Point annotations for photos
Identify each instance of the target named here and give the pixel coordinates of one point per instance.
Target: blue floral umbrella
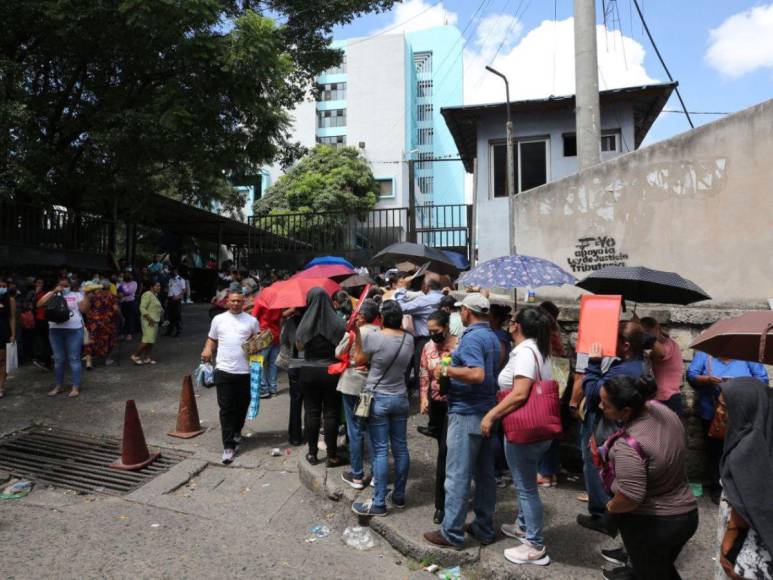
(516, 272)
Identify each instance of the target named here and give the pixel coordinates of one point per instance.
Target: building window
(570, 145)
(424, 113)
(332, 92)
(385, 188)
(423, 62)
(609, 143)
(331, 118)
(340, 69)
(335, 141)
(531, 166)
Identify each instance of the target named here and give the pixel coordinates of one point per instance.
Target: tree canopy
(114, 99)
(326, 179)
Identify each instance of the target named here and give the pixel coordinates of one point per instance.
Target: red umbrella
(332, 271)
(292, 293)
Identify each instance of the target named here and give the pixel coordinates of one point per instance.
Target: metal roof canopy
(648, 101)
(183, 219)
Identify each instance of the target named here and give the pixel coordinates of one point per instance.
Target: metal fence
(339, 231)
(53, 227)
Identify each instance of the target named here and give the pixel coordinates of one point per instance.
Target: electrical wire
(663, 62)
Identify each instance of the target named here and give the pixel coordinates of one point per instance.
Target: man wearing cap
(471, 395)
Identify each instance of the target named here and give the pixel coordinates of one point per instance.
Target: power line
(663, 62)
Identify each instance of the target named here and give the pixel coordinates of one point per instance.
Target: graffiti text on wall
(592, 254)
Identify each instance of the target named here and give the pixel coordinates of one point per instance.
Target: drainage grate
(77, 461)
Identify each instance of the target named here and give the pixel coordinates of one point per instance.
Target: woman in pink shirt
(667, 366)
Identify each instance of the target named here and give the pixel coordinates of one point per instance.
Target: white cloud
(418, 15)
(542, 63)
(743, 43)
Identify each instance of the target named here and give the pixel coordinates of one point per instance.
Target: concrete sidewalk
(574, 551)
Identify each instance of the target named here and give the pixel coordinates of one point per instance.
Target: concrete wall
(700, 204)
(493, 212)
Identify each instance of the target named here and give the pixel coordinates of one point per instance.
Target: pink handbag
(539, 419)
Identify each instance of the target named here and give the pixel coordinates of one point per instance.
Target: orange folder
(599, 321)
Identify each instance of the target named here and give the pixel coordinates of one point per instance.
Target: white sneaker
(513, 531)
(526, 553)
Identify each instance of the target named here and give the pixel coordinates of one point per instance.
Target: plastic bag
(204, 376)
(11, 357)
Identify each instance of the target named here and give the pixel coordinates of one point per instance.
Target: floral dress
(102, 324)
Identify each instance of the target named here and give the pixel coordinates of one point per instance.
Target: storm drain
(76, 461)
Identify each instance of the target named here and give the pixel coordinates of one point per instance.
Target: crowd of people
(101, 310)
(472, 364)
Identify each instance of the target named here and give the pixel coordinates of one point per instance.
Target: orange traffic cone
(188, 415)
(134, 450)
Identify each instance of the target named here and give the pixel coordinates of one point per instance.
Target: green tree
(105, 100)
(327, 179)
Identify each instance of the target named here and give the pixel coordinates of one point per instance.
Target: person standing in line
(350, 385)
(388, 353)
(651, 499)
(227, 333)
(432, 402)
(528, 363)
(472, 394)
(66, 338)
(317, 335)
(175, 295)
(7, 328)
(127, 292)
(151, 313)
(667, 365)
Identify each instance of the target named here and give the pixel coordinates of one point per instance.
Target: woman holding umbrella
(318, 333)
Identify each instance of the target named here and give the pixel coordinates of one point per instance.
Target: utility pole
(510, 164)
(586, 74)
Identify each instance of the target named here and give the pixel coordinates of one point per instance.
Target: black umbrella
(409, 252)
(639, 284)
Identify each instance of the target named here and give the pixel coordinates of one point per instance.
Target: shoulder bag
(362, 411)
(539, 418)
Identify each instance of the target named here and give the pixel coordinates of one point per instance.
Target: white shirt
(73, 300)
(522, 363)
(231, 331)
(176, 287)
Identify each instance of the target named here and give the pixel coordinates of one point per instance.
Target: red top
(268, 318)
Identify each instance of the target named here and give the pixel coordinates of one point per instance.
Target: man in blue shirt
(472, 393)
(628, 362)
(419, 308)
(705, 374)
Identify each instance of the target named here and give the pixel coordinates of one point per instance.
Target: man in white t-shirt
(227, 333)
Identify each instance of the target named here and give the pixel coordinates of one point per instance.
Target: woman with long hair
(529, 362)
(317, 335)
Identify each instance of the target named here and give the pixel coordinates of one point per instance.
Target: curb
(327, 482)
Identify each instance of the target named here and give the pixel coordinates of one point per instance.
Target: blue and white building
(385, 98)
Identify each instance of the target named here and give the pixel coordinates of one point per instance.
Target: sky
(720, 51)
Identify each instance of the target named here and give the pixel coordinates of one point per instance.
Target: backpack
(56, 309)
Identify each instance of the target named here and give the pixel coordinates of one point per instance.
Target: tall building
(385, 98)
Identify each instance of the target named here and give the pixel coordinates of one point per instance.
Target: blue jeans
(470, 456)
(597, 497)
(67, 344)
(357, 435)
(270, 370)
(550, 464)
(388, 424)
(523, 459)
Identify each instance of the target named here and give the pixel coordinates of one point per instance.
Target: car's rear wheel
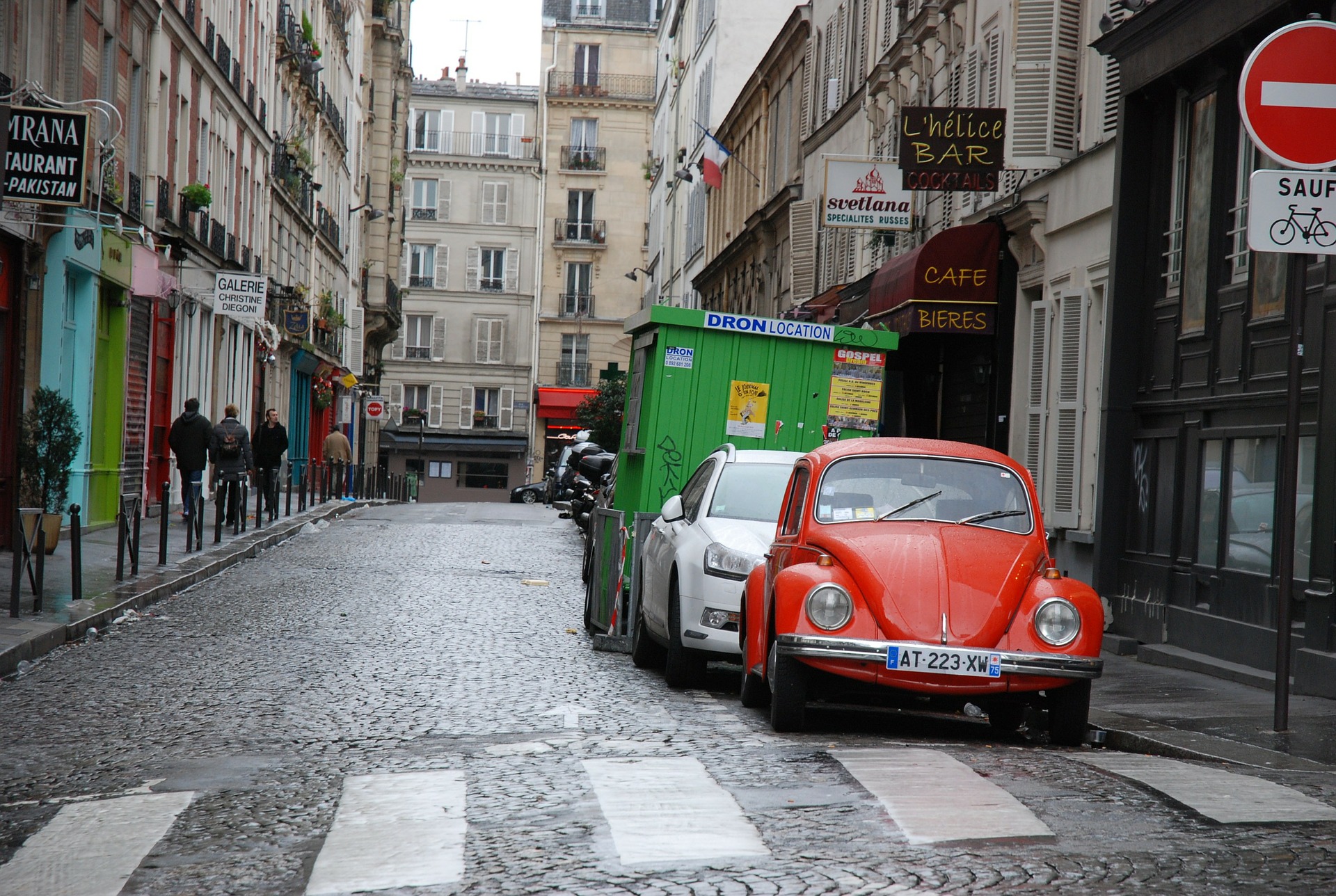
(754, 691)
(1069, 713)
(787, 691)
(683, 666)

** Instructions to follow **
All records should be output exactly, with the pictures left out.

** Worked answer **
Identify each instance of the target named here and give the pixel coordinates of one point per instance.
Target: blue floral umbrella
(516, 272)
Identify each instance of the target named here and give the pixel coordinates of one point per instance.
Target: building window
(570, 145)
(424, 113)
(332, 92)
(385, 188)
(423, 62)
(609, 143)
(331, 118)
(340, 69)
(335, 141)
(531, 166)
Identify each instance of the target named here and give the pixel coordinates of one point per instance.
Target: tree canopy
(114, 99)
(326, 179)
Identify each instance of the target named here and give the pixel coordinates of one point per instance.
Target: red umbrella
(332, 271)
(292, 293)
Identify each instance of the target named here and give the pixel coordinates of one point per instance.
Target: metal roof canopy
(648, 101)
(183, 219)
Identify each instance of the target named here and give the pixel coordinates of one point per instance.
Target: metal fence
(339, 231)
(53, 227)
Identify each instance of the target named here and give the pixel coordinates of one point per instance.
Target: electrical wire
(663, 62)
Identify each instance of the target named here and give the pixel coordinates of one point per instance.
Target: man wearing cap
(471, 395)
Identify each instance of the target named here and give the pixel coordinates of one point per instance.
Target: power line
(663, 62)
Identify each instance of the target named here and give the pixel coordinates of one point per instance.
Target: graffiti text on wall
(592, 254)
Identify each instance of the target named here and give the pixel coordinates of one point per instance.
Target: drainage grate
(77, 461)
Identify each instance of the target named here and give the pixel coordinates of one point per instance.
Target: woman in pink shirt
(667, 366)
Identify each instance of the target named here and give the pixel coordinates of one point per instance.
Target: white cloud
(418, 15)
(542, 63)
(743, 43)
Identify each instance of the target named here and give the pixel coordinates of one point per instance.
Target: concrete sidewalk
(574, 551)
Identify each instance of the target named here and give the pixel coordinates of one point per instance.
Target: concrete wall
(700, 204)
(493, 212)
Identify each instance of the target named here and give the pixel coordinates of one point per instance.
Target: pink handbag
(539, 419)
Identify each instance of the target named here and give the pixel coordinates of one point per instance.
Target: orange folder
(599, 321)
Identify each instance of the target named here and give the pixel coordinates of one point per instance.
Target: white sneaker
(513, 531)
(526, 553)
Identify each instance of the target named here and give the pixel coordinates of one point per instance.
Target: plastic bag
(204, 376)
(11, 357)
Identify each instance of the target named here and give the pixel coordinates of one point per instance.
Target: floral dress
(102, 324)
Identify each instance of the target named here and give the pixel coordinates of one point per instance.
Target: storm drain
(76, 461)
Identify each instance of the target named here and give the pixel coordinates of one point per instance.
Target: crowd of people
(101, 310)
(472, 364)
Identify each instance of the target named here and give the pixel coordinates of one point per instance.
Target: orange traffic cone
(188, 415)
(134, 450)
Identify each instance of the target named here and give the pixel coordinates of one point per instance.
Target: green tree
(105, 100)
(327, 179)
Identify each instance of the target named here and give the pixel coordinates of one point per instance.
Target: person standing in line
(350, 385)
(388, 353)
(651, 499)
(227, 333)
(432, 402)
(528, 363)
(472, 394)
(66, 338)
(317, 335)
(175, 295)
(7, 328)
(127, 292)
(151, 313)
(667, 365)
Identify each instance of the target named here and give the pixel coordinates of one point per instance.
Target: woman holding umbrella
(318, 333)
Identify each instance of the target named here and give the pixel coordinates of one point per instance.
Target: utility pole
(510, 164)
(586, 74)
Identify each instance of the target named here and give the pixel coordinates of one point per instance.
Target: black umbrella
(409, 252)
(639, 284)
Identify each instance of the target named here and give the pixel coordinates of one point per instance.
Target: shoulder bag
(362, 411)
(539, 418)
Identify each instance of the target named here and give the pixel coordinates of one point per instance.
Target: white shirt
(73, 300)
(522, 363)
(231, 331)
(176, 287)
Identify each instance of the target named here and give the pixel coordinates of one point per instance.
Target: red top
(268, 318)
Identify each instance of the target named here and give the pixel coordinates of one point per instance.
Target: man in blue shirt
(472, 393)
(628, 362)
(419, 308)
(705, 374)
Identify each instance of the target named here and give the pixel coordinates of one point per instance.
Target: man in white t-shirt
(227, 333)
Identify each instance of the target named here and give the pixel coordinates of one point per instance.
Target: woman with long hair
(529, 362)
(317, 335)
Identify each instance of the target named here and give the pixel coordinates of one point per instance.
Target: curb
(327, 482)
Identify each instance of the target named here and give the pixel coordinates of one point per instance.
Target: blue and white building
(385, 98)
Identify each instance of the target named here and give the pixel coordinates of one point per instance.
Target: sky
(720, 51)
Identify each instance of the target named here and give the pixel coordinates of one point per instance.
Target: backpack
(56, 309)
Identify each instance of the target named here and give the pixel coordinates of one point per instance.
Target: tall building
(385, 98)
Identify each instance of the target named here and give the pixel coordinates of one point per instance.
Target: blue jeans
(470, 456)
(597, 497)
(67, 344)
(357, 435)
(270, 370)
(550, 464)
(388, 424)
(523, 459)
Identify each instance of the target named here and give the pixel coordinates of one point per instance.
Target: car's rear wheel
(754, 691)
(1069, 713)
(787, 691)
(683, 666)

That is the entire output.